Passage for review |
☆ ☆ ☆ ☆ ☆ ☆ ☆

Hey everyone.
I honestly don't even know what I'm looking for in this post, but I'm struggling to find my strength & the fire I once had in my tummy.
It's been a week now since I finally broke up with my partner of nearly 5 years. No children together but both had 3 between us from previous relationships.
Obviously I won't slate him, he wasn't all bad as I wouldn't have stayed as long as I did surely?
But my god my mental health took a battering. He never ever once complimented me, told me he loved me, anything. Barely even kissed until I made it an ultimatum this year to start and that only lasted just under a month and then stopped. I was made to feel disgusting, unloved, worthless, and invisible for years. We have had these kinds of break ups 4/5 times before, so obviously my IRL friends aren't particularly believing me that I'm done this time. And that makes it feel tough. But I know I need to remain strong and see this through. I have children to protect and I don't ever want them to think that this way of living was ok and acceptable. I'm nearly 30 and have genuinely never felt loved before. I want to be adored. Admired. I'm not a horrible person at all. I'm no angel by all means. But when I love, I give my absolute all. I've been through so much in my life that everyone thinks I'm strong. I survived cancer whilst carrying my daughter at a young age of 18. So why the hell have I lost all that strength now?
I did everything for this man every day that he was here. Everything. I never asked for a penny towards the rent and bills. I never stopped him doing anything, he had all of his freedom, I encouraged him to do anything that he wanted. I loved him even when I knew he would never give me his all. And we've just split and not had an ounce of contact since. But I did something I've never done before, within minutes of him leaving, I blocked on everything possible, and had all of his things packed up by the following afternoon and in the garden for him to collect. No talk, nothing. I'll admit; the only thing making me sad is the lack of fight. BUT, I also know this is what is best to break the circles from before. I have so much more to type and explain if necessary but for now I'm just so glad if you've read this up to how. I'm rambling I realise. I have amazing children, a reasonably new job that for some miracle I just landed in, and have the opportunity to progress into an exciting career which I've never had before, a lovely home and amazing friends. Why am i feeling so upset? I hate him and how he has made me feel about myself. I don't know what I'm asking for here, so I'm sorry if this seems ridiculous. I'm just so fed up.

☆ ☆ ☆ ☆ ☆ ☆ ☆

(Stored data)
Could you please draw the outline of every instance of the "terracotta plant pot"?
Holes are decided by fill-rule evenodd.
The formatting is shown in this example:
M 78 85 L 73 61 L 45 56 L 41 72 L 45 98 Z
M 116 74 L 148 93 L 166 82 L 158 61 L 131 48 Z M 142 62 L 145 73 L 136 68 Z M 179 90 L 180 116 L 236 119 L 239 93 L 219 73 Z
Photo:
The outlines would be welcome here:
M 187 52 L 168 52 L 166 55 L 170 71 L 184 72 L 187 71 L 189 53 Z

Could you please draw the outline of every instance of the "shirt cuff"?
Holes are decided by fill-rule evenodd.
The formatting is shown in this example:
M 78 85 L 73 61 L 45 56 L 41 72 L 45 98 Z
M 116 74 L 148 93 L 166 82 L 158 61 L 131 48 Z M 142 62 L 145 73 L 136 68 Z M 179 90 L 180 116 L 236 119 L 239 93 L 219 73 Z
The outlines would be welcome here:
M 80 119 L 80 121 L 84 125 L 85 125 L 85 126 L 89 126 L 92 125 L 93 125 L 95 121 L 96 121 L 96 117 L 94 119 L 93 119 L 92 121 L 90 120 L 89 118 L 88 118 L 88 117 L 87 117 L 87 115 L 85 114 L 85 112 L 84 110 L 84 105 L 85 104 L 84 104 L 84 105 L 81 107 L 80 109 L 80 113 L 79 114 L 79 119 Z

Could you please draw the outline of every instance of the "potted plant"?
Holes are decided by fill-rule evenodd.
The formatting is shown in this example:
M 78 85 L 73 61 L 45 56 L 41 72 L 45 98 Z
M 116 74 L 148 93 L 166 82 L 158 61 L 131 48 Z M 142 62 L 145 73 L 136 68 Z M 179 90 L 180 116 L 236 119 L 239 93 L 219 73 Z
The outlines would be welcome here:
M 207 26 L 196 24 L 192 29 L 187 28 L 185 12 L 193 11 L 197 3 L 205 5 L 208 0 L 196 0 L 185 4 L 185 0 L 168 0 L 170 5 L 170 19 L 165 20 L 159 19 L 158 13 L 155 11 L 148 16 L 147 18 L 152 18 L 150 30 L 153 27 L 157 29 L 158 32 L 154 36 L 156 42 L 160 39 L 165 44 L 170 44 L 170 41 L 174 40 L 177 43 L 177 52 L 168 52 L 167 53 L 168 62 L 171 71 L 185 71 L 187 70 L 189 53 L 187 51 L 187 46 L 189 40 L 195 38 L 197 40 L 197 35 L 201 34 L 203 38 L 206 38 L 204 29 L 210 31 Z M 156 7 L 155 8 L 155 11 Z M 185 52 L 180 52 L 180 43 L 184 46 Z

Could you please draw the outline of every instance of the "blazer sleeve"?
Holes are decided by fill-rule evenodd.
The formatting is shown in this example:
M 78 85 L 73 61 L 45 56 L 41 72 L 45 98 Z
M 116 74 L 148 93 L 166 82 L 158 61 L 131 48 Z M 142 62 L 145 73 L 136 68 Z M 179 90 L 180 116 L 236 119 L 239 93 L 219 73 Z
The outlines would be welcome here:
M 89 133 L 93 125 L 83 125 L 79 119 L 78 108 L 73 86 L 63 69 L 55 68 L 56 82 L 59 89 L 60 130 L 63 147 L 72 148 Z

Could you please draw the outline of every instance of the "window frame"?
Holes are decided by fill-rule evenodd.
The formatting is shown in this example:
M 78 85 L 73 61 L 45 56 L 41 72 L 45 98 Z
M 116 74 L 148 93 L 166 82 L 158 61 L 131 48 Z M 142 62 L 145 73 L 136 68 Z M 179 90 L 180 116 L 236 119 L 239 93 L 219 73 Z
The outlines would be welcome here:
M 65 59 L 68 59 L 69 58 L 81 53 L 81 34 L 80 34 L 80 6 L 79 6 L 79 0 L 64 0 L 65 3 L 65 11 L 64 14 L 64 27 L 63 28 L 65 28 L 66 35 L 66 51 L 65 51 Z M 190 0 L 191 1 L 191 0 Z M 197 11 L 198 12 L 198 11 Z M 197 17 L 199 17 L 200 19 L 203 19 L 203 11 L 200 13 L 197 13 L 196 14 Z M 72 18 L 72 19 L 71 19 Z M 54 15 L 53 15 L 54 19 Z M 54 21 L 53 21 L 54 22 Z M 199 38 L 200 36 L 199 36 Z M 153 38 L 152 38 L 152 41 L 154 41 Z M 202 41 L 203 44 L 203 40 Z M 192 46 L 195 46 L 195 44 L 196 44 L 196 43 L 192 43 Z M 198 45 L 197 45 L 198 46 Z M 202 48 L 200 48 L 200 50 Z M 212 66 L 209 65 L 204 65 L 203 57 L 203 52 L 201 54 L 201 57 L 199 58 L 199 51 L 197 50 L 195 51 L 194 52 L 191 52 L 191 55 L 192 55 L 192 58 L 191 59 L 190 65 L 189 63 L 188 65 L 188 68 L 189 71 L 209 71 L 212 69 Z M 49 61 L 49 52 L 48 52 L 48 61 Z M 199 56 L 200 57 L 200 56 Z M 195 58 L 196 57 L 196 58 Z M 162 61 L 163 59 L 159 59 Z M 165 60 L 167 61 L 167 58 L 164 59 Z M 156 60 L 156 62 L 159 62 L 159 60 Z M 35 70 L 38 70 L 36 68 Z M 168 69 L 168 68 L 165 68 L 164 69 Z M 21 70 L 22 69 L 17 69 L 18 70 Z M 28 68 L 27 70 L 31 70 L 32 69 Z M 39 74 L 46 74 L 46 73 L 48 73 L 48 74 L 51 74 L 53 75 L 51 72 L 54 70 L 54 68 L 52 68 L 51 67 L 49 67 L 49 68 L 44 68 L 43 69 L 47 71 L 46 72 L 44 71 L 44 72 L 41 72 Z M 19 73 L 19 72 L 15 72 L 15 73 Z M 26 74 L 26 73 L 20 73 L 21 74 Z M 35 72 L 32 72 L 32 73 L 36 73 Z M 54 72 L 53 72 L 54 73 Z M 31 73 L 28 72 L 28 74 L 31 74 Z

☆ ☆ ☆ ☆ ☆ ☆ ☆

In the breakup post, how long had the writer been with the partner? These lines have nothing to do with the breakup post.

Result of the exercise |
Nearly 5 years.